Start of DATA FOR REVIEW

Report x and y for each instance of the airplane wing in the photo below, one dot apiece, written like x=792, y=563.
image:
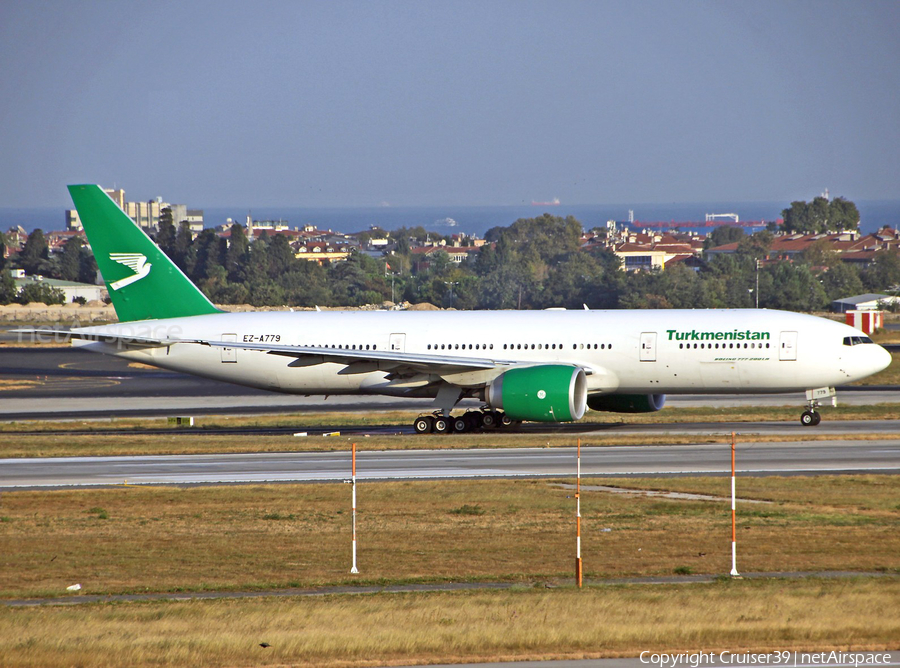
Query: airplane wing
x=389, y=360
x=456, y=370
x=357, y=361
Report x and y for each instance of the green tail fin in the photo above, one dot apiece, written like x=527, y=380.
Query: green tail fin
x=143, y=283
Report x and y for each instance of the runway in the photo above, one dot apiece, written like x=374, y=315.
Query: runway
x=69, y=383
x=824, y=457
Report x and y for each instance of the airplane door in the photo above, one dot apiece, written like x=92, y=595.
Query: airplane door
x=787, y=350
x=648, y=346
x=229, y=354
x=397, y=342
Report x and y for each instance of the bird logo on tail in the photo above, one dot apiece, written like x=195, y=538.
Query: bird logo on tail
x=134, y=261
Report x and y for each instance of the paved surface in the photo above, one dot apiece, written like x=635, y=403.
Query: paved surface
x=78, y=599
x=831, y=457
x=732, y=658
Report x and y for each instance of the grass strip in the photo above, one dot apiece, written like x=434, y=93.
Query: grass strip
x=139, y=539
x=755, y=616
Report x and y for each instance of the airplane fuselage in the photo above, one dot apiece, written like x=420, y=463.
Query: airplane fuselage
x=623, y=352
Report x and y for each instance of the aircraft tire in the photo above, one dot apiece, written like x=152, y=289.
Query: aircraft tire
x=423, y=424
x=441, y=425
x=810, y=418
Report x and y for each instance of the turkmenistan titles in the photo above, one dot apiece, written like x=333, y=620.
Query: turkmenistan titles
x=733, y=335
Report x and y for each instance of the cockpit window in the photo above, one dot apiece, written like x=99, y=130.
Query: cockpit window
x=856, y=340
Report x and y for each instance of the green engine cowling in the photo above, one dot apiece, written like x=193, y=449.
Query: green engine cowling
x=627, y=403
x=546, y=393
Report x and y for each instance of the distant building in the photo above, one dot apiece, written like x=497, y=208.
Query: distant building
x=867, y=302
x=145, y=214
x=70, y=289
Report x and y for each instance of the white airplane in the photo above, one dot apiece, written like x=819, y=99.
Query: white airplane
x=545, y=366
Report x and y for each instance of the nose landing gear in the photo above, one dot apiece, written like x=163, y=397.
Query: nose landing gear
x=810, y=417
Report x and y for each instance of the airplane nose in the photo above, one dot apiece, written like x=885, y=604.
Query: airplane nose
x=882, y=359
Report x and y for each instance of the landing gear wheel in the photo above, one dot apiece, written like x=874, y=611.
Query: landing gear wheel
x=810, y=418
x=460, y=425
x=475, y=419
x=423, y=424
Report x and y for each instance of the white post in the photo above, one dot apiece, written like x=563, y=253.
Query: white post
x=578, y=570
x=734, y=572
x=353, y=569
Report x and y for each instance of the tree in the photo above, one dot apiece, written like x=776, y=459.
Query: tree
x=281, y=256
x=165, y=237
x=35, y=253
x=797, y=288
x=237, y=254
x=70, y=259
x=821, y=215
x=38, y=291
x=756, y=246
x=7, y=287
x=722, y=235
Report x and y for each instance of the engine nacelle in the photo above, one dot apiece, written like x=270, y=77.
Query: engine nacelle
x=627, y=403
x=546, y=393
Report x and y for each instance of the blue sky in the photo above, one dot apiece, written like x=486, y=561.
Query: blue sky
x=431, y=103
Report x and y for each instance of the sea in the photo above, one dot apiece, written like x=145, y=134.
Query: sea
x=476, y=220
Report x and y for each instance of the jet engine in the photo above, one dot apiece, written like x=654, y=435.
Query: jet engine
x=545, y=393
x=627, y=403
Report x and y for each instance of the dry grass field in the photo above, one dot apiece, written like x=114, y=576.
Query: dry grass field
x=522, y=624
x=136, y=539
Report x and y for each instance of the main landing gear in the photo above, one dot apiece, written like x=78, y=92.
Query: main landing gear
x=810, y=417
x=438, y=423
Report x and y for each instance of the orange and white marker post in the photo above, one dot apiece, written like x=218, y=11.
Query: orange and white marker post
x=734, y=572
x=578, y=571
x=353, y=569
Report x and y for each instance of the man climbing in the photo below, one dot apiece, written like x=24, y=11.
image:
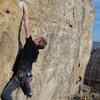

End of DATA FOR REVIEW

▸ WHAT YOU NEED TO DO
Read through the listing and copy each line in which the word "below" occurs.

▸ WRITTEN ANSWER
Report x and y for each instance of the airplane wing in the photo below, one dot apiece, written like x=792, y=563.
Report x and y for each instance of the man climbing in the photo below, one dot apiece, written like x=24, y=11.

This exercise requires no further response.